Supercooler Satellit eröffnet neue Einblicke ins Universum
ISO, das Infrared Space Observatory, beendet seine erfolgreiche Mission
Europäische Wissenschaftler präsentierten gestern, am 7.April 1998, in London eine neue Sicht des Universums, die durch die Arbeit des Infrared Space Observatory (ISO) der Europäischen Raumfahrtbehörde (ESA) ermöglicht wurde. Seit seinem Start im Jahr 1995 hat ISO Sterne, Galaxien, Schwarze Löcher, sowie Wasser in den Wüsten des Weltalls entdeckt, Dinge die von anderen Beobachtungsstationen, wie dem Hubble Teleskop, nicht gesehen werden konnten.
Zuletzt hatte ISO Wasserdampf in der Atmosphäre des Saturn-Mondes Titan entdeckt. Das ist für die Cassini-Huygens Mission zum Saturn von Bedeutung, die im letzten Jahr begonnen hat und die auch die primitive Atmosphäre des Titan untersuchen wird, von der es heißt, sie würde der Atmosphäre der jungen Erde ähneln.
Eine andere erstaunliche Entdeckung, die durch ISO ermöglicht wurde, betrifft Centurus A, ein flaches Staubband, das zu den stärksten Quellen kosmischer Radiowellen im Universum zählt. ISO zeigt uns, daß es sich dabei um einen galaktischen Verkehrsunfall handelt, wobei zwei Galaxien zusammenstossen. Im Zentrum einer der beiden Galaxien befindet sich ein gigantisches Schwarzes Loch, von dem Zwillingsstrahlen von Elektronen ausgehen.

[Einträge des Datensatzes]
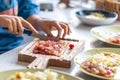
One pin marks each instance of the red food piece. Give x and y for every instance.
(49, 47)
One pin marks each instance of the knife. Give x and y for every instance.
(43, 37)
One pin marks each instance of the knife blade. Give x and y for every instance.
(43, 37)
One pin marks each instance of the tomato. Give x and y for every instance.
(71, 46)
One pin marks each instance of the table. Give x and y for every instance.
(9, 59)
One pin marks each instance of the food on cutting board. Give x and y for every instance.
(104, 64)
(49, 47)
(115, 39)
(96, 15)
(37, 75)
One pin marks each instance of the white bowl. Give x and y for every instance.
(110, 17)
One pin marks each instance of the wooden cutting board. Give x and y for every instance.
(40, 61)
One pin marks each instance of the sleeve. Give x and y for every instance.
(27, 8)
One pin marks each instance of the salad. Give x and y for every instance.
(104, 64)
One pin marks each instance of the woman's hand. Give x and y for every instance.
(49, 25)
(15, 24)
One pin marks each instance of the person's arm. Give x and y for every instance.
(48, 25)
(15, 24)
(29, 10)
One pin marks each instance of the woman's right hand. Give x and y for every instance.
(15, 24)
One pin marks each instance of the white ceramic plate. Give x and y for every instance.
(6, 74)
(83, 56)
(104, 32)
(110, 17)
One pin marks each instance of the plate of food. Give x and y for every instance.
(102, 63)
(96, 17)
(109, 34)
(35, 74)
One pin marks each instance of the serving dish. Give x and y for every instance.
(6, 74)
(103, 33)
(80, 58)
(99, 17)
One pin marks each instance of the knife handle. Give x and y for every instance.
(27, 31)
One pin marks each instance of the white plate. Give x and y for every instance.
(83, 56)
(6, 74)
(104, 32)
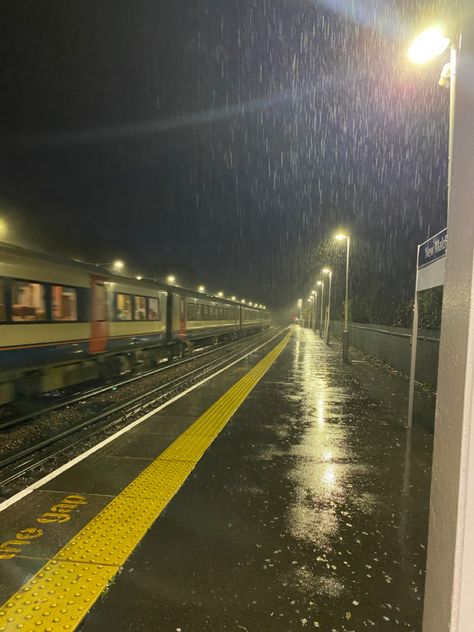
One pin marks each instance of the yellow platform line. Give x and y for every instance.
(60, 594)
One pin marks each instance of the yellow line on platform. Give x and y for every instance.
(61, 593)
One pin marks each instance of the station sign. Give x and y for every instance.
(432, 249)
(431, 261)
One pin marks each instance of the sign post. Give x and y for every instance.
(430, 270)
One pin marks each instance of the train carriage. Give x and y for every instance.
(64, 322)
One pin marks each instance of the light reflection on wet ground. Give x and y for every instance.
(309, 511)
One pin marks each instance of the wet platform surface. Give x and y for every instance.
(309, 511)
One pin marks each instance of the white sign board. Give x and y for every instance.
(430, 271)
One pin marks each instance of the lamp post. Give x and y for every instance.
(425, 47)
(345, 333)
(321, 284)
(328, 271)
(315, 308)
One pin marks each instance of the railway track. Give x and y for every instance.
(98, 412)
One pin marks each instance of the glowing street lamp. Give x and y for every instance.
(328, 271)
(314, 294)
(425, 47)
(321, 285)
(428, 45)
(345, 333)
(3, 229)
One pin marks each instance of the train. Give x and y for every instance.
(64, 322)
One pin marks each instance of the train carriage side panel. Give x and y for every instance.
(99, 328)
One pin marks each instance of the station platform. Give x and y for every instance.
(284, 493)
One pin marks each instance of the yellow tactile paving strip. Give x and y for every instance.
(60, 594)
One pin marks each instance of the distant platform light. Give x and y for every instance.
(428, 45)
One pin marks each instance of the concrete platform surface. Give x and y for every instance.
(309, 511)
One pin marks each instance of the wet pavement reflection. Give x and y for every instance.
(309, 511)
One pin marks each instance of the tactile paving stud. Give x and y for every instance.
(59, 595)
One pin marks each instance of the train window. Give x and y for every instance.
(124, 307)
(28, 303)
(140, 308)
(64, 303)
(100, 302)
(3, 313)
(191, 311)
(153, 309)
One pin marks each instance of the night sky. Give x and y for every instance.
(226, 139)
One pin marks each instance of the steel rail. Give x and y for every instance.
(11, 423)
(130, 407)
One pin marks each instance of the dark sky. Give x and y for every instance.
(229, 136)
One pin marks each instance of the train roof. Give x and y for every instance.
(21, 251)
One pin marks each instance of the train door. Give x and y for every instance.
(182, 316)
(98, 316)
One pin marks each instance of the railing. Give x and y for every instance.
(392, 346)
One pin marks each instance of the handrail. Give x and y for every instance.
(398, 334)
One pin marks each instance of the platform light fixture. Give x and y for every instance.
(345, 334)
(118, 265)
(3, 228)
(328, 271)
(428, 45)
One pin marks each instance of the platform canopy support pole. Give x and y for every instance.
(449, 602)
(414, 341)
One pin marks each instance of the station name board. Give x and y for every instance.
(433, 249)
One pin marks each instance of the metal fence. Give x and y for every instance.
--
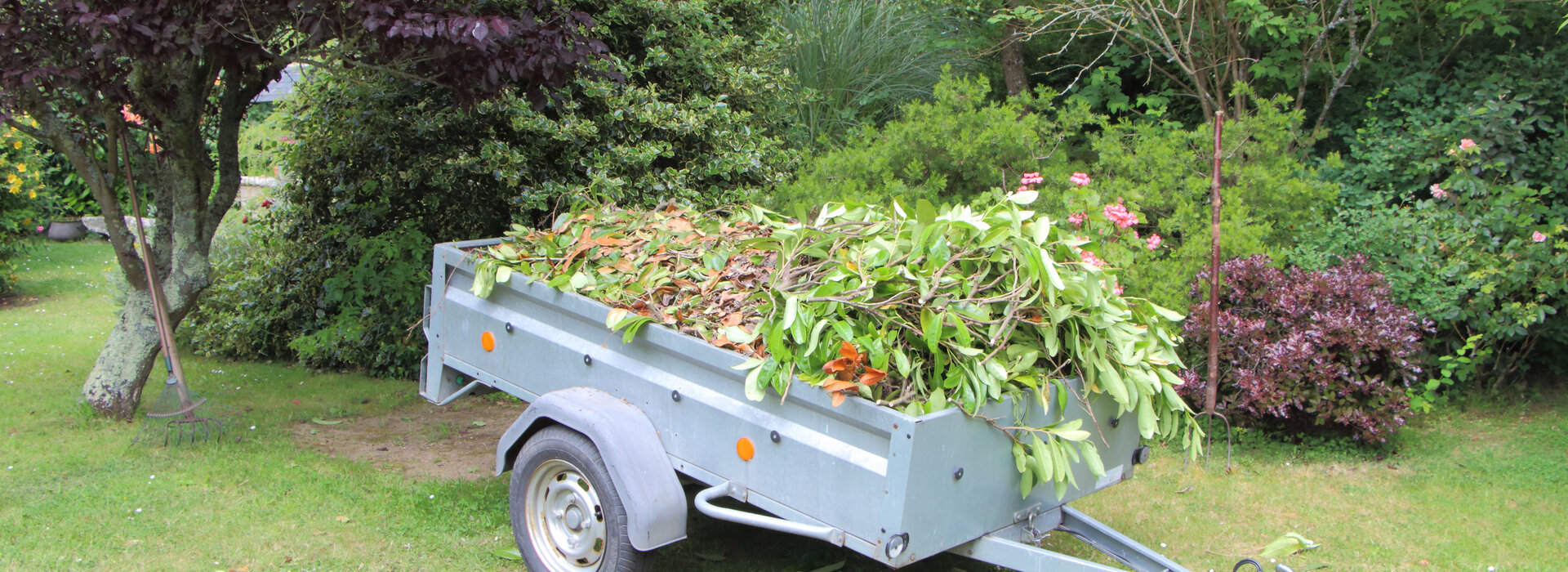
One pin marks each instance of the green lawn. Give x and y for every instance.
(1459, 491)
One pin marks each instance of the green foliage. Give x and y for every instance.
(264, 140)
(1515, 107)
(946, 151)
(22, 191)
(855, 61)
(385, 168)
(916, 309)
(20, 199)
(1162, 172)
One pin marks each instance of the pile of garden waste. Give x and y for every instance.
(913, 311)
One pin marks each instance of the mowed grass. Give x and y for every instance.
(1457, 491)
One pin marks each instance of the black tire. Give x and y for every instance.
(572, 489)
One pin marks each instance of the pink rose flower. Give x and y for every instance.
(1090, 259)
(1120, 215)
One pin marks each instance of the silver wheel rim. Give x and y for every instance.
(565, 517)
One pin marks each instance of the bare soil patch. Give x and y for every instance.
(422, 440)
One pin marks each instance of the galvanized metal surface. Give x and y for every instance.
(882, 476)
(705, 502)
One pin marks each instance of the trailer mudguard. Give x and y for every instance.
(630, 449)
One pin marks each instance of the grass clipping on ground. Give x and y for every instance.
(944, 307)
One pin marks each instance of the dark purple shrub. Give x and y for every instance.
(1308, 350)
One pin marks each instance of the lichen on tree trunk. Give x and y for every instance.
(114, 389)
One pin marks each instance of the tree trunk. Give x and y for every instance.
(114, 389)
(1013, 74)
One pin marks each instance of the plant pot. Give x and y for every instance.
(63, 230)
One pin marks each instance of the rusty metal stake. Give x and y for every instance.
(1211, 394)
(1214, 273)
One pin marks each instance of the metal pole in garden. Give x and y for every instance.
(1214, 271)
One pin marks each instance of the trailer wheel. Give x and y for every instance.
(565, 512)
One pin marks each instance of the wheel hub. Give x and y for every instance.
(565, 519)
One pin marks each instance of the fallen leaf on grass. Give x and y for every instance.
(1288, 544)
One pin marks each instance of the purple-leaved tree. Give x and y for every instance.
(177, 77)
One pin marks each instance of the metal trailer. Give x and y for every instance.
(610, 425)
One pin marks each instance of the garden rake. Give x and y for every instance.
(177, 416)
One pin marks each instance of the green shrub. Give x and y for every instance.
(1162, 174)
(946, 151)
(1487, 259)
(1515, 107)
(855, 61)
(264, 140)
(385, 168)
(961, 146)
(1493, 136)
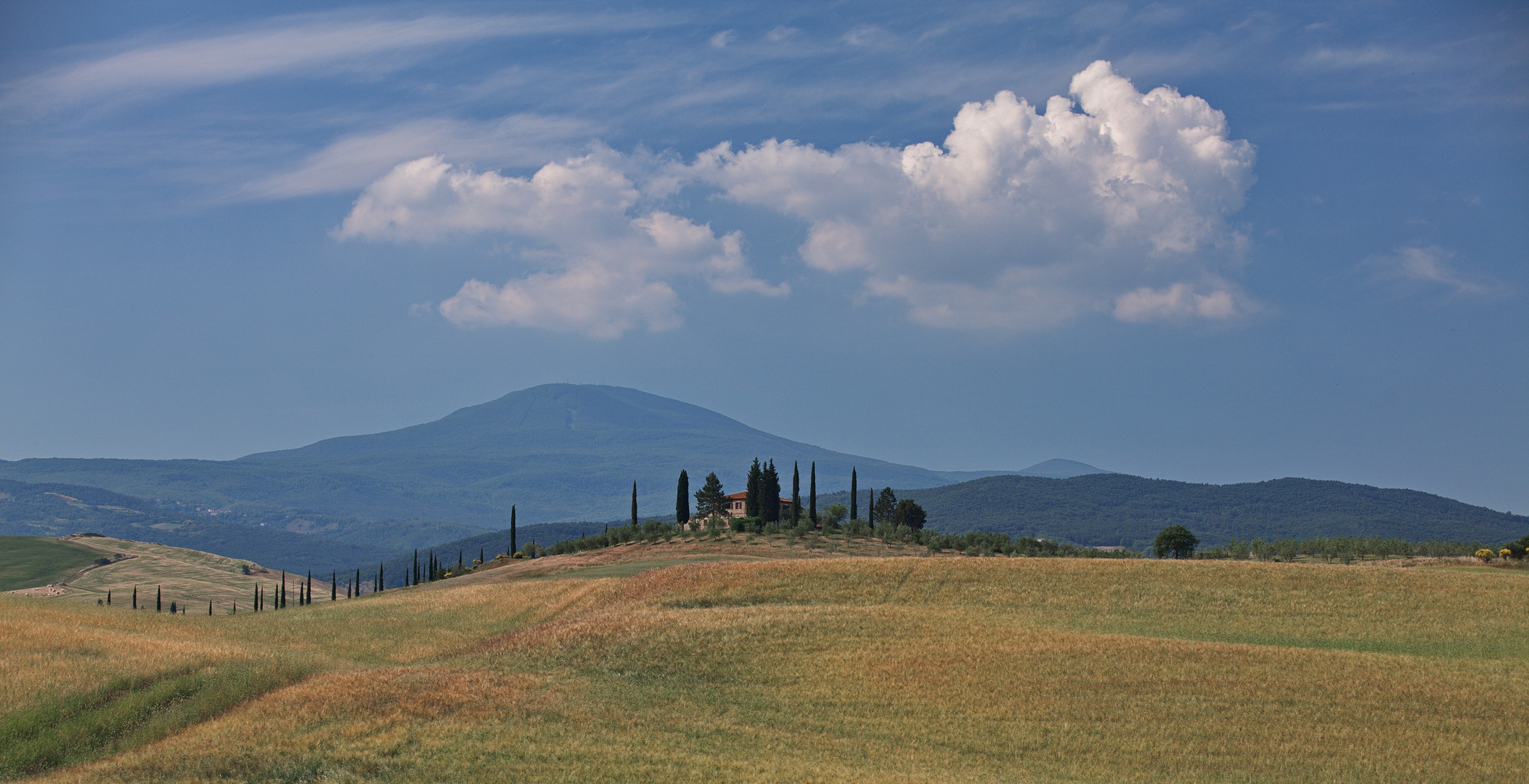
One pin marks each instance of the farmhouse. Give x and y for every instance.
* * *
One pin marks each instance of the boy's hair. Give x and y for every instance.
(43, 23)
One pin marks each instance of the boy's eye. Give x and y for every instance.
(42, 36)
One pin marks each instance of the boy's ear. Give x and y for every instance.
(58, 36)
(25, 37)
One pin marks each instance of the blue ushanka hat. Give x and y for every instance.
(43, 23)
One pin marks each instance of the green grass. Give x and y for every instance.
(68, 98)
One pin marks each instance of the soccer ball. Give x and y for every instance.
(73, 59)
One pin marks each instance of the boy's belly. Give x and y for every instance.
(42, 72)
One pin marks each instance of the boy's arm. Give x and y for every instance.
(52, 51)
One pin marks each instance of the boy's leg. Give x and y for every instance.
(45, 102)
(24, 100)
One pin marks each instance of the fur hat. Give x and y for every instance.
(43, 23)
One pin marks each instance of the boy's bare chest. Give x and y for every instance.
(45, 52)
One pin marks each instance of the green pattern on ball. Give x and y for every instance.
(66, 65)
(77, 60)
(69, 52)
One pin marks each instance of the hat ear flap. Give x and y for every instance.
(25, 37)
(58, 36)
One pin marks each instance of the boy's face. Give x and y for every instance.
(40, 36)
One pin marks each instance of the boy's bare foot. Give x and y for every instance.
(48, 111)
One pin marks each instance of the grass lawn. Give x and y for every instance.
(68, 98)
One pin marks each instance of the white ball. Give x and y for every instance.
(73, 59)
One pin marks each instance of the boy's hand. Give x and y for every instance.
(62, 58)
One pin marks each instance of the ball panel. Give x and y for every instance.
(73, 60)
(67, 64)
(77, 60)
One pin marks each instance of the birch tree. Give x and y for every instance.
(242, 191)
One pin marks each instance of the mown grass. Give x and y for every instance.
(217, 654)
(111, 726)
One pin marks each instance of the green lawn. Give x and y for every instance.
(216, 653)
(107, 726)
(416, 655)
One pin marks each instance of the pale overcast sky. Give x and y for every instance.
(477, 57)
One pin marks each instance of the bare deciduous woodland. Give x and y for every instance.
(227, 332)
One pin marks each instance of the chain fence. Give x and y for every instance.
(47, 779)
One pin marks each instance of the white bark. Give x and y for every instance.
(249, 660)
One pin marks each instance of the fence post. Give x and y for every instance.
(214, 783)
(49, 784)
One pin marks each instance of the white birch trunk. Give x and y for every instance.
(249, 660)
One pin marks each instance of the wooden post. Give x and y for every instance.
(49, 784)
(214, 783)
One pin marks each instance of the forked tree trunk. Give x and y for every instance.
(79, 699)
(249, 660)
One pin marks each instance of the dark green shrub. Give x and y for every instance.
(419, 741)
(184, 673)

-- SCHRIFTLICHE AUFGABE --
Gib aus dem Text über das Weltraumobservatorium ISO den Abschnitt von „Zuletzt hatte ISO“ bis „jungen Erde ähneln.“ wortgetreu wieder.

-- SCHRIFTLICHE ANTWORT --
Zuletzt hatte ISO Wasserdampf in der Atmosphäre des Saturn-Mondes Titan entdeckt. Das ist für die Cassini-Huygens Mission zum Saturn von Bedeutung, die im letzten Jahr begonnen hat und die auch die primitive Atmosphäre des Titan untersuchen wird, von der es heißt, sie würde der Atmosphäre der jungen Erde ähneln.